What to work on =
a) In the garden center passage, which shoppers made the period from the mid ’90s to the Great Recession a peak time?
b) Update the garden center passage from the words "Let the good" through "their sales year.", replacing "annuals" with "perennials".
c) According to the garden center passage, which developments of the past 10 years have resulted in a complex business landscape?
══ Document passage ══
After the Great Recession, consumers shifted away from vacationing and focused on improving their homes and personal outdoor retreats.
DREAMSTIME.COM

I was born into the independent garden center biz, and I have seen my share of the generational ebb and flow. In the past 10 years, a demographic shift, a Great Recession (which hit you differently depending on what part of the industry you’re in), and a seismic shift in how we garden (heirloom tomatoes, anyone?) have resulted in a complex business landscape.

Let the good times roll

The mid ’90s to the Great Recession was a peak time for Baby Boomer shoppers. Women in their 50s flooded our stores and, as long as we knew how to sell to them, we prospered.

This was the era when annuals were king, giftware sections and cafes became common in mid to large garden centers and owners looked to bigger and more complex Christmas products to diversify their sales year.

Only the innovative few had shifted seriously to digital marketing. Many of us had websites. A few of us were even experimenting with this strange new website called Facebook. But mass media ruled. I’d like to say that I was in the pioneering vanguard, but I was still lining up half page ads in the local paper when other garden center owners were taking a chance on social media.
═══
══ Record extracts ══
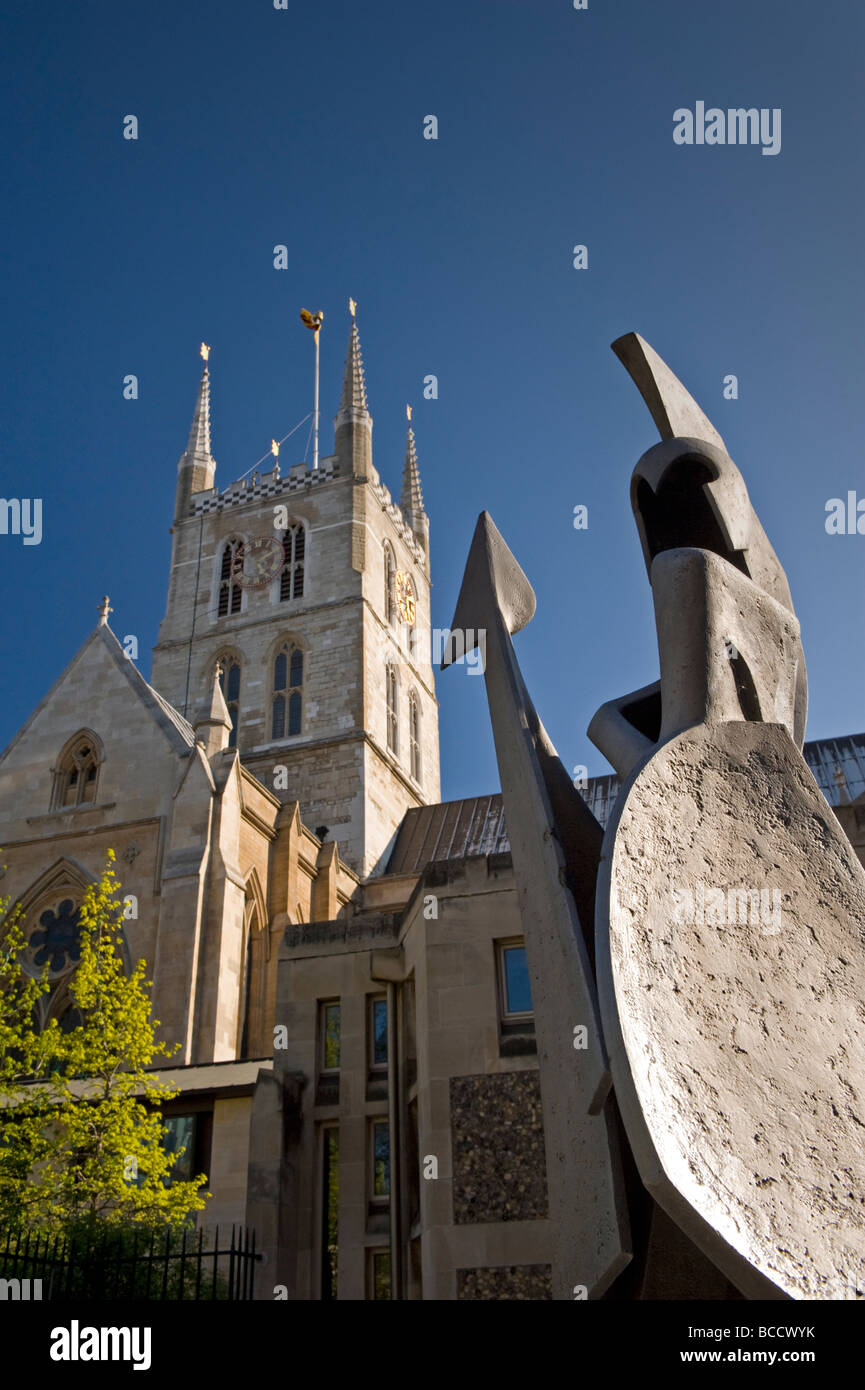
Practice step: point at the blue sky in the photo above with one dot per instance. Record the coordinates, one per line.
(305, 127)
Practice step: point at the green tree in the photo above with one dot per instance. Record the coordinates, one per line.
(27, 1054)
(89, 1114)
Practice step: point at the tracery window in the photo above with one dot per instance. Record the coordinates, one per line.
(390, 599)
(294, 551)
(77, 774)
(231, 592)
(288, 691)
(230, 681)
(415, 736)
(392, 694)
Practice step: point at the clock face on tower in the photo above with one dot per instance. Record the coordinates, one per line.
(403, 595)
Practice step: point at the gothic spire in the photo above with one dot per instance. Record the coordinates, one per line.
(353, 381)
(196, 464)
(199, 434)
(213, 724)
(353, 423)
(412, 501)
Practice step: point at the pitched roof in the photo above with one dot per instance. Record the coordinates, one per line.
(476, 826)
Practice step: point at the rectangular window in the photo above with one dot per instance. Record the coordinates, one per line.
(330, 1036)
(180, 1134)
(381, 1159)
(191, 1132)
(513, 980)
(330, 1212)
(378, 1032)
(380, 1275)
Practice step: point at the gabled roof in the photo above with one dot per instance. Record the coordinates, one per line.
(476, 824)
(177, 729)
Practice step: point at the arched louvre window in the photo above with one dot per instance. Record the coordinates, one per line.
(230, 680)
(294, 551)
(392, 717)
(412, 626)
(288, 691)
(415, 736)
(390, 570)
(230, 590)
(77, 773)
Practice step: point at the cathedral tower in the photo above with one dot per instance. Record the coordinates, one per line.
(312, 590)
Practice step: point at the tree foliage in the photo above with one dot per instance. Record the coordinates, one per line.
(81, 1134)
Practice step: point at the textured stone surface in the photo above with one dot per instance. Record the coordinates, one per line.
(498, 1148)
(741, 1043)
(523, 1282)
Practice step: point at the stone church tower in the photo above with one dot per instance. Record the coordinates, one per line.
(299, 584)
═══
List of solutions =
a) Baby Boomer shoppers, especially women in their 50s.

b)
Let the good times roll

The mid ’90s to the Great Recession was a peak time for Baby Boomer shoppers. Women in their 50s flooded our stores and, as long as we knew how to sell to them, we prospered.

This was the era when perennials were king, giftware sections and cafes became common in mid to large garden centers and owners looked to bigger and more complex Christmas products to diversify their sales year.

c) A demographic shift, a Great Recession, and a seismic shift in how we garden.